The exercise
Extract each line of the records below that contains the string "black". Treat case as significant.

Items from a labeling collection:
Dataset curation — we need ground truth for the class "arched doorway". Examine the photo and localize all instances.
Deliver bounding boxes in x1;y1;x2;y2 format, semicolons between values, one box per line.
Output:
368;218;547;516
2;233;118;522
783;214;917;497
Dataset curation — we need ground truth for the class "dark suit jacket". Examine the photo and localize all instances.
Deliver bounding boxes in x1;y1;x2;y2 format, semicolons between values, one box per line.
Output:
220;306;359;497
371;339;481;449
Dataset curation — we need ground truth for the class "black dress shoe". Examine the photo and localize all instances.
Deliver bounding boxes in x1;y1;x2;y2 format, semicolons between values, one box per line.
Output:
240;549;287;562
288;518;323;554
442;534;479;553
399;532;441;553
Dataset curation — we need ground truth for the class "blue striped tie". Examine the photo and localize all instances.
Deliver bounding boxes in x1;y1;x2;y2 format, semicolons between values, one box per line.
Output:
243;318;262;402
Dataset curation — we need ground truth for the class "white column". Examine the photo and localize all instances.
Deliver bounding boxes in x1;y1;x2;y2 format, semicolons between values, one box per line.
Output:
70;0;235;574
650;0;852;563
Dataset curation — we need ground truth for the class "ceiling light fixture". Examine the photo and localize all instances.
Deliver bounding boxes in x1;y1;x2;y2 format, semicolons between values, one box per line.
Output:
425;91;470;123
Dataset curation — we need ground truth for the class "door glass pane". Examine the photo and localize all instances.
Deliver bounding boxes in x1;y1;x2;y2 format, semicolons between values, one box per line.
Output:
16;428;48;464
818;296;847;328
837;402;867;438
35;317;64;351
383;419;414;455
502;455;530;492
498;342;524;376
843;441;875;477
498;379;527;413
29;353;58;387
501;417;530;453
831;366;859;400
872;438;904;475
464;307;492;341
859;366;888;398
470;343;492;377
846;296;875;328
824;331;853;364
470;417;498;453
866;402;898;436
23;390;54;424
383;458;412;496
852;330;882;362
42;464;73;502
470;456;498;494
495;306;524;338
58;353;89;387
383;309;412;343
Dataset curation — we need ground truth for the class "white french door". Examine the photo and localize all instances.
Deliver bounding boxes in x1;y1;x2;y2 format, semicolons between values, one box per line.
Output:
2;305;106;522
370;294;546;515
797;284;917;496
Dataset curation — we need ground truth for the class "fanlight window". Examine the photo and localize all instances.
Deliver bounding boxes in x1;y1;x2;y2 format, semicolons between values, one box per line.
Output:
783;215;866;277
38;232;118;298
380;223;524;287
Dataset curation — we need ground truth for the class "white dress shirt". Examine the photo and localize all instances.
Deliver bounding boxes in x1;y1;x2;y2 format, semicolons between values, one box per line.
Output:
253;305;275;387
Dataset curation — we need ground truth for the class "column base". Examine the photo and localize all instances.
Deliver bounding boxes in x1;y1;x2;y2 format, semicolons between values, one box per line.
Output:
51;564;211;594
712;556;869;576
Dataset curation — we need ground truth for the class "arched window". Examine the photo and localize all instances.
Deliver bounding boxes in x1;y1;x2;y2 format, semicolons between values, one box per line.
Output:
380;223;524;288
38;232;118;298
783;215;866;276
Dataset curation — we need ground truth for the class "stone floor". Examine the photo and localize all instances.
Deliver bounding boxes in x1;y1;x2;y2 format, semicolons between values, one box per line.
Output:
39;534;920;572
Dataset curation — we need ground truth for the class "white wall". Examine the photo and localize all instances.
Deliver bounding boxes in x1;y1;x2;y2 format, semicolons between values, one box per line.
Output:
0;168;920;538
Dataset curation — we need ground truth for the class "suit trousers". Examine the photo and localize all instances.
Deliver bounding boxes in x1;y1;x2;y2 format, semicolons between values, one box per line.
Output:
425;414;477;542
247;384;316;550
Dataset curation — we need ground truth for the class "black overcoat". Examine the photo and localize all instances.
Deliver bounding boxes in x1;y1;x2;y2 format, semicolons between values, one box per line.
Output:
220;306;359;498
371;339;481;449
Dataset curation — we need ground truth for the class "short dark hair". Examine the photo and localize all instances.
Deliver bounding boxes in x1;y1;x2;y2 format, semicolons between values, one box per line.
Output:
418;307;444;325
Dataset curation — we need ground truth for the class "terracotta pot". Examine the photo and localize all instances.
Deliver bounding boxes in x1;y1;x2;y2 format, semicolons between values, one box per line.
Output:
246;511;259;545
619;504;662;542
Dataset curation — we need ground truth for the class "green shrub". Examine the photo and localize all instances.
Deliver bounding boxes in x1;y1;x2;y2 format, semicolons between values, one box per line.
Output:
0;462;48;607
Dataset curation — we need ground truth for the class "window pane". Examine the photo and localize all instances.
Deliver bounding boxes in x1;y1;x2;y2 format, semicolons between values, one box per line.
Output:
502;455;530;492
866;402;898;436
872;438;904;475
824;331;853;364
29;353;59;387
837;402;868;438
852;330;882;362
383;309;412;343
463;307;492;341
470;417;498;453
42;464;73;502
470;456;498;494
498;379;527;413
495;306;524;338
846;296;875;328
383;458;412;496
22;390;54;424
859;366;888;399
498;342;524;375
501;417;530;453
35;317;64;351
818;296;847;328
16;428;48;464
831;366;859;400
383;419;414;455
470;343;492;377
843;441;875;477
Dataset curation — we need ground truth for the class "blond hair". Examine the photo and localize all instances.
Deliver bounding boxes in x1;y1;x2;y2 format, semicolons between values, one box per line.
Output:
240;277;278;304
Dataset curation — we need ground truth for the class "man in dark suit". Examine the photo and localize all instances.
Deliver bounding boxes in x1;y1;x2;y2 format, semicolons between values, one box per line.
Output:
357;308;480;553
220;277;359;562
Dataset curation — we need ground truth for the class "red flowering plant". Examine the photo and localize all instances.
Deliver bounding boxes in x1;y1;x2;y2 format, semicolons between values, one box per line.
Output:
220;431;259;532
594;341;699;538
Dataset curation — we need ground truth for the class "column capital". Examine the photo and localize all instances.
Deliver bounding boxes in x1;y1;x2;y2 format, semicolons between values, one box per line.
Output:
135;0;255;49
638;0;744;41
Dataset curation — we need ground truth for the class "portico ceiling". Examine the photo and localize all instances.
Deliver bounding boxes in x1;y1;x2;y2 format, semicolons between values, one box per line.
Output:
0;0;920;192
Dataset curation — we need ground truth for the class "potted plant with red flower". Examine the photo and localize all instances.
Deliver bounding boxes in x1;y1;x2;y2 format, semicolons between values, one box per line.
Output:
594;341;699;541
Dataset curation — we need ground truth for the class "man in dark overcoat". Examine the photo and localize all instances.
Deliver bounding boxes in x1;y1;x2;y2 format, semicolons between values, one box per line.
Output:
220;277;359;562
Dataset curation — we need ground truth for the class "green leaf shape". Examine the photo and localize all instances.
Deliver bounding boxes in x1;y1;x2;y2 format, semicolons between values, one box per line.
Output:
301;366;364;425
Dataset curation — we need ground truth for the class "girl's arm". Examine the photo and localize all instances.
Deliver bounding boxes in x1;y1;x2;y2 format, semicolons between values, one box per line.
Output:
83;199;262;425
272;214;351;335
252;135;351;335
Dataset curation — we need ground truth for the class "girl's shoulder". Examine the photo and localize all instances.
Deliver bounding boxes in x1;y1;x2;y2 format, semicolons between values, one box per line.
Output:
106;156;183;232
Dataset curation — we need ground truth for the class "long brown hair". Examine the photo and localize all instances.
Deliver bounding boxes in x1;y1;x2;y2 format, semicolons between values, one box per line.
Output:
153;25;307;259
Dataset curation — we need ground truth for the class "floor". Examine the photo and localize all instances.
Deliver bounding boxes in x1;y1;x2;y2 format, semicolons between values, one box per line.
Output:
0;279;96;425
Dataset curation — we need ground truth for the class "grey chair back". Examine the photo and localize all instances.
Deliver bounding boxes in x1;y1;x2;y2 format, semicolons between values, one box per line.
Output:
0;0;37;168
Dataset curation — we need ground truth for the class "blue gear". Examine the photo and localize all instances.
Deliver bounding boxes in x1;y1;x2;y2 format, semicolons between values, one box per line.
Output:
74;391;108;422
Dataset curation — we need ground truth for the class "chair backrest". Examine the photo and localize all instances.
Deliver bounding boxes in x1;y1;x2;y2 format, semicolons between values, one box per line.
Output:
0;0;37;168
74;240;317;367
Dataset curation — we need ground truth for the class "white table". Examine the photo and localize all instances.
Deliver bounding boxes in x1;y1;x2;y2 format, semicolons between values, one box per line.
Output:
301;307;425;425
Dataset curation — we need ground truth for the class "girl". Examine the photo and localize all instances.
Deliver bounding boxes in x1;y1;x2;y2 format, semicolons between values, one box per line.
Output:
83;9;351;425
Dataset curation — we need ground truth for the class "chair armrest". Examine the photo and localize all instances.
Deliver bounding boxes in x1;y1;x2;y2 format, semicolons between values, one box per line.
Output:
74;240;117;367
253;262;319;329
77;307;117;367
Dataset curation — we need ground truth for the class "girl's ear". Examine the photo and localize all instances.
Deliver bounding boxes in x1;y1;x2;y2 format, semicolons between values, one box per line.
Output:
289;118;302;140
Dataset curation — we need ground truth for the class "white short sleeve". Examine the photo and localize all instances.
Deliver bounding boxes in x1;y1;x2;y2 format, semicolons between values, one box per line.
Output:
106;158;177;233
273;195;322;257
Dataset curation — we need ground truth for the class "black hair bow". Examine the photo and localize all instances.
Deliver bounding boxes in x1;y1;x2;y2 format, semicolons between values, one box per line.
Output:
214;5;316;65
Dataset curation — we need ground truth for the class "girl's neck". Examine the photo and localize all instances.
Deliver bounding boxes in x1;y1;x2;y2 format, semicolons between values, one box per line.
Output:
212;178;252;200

Task output
Dataset curation — we need ground truth for the class "black dress shoe". Examine the photo and localize all instances.
Dataset curation — we need ground truth for the class "black overcoat". Examine the photo and localize all instances.
Dataset curation — we need ground truth for the class "black hair bow". Examine the photo and localize all instances.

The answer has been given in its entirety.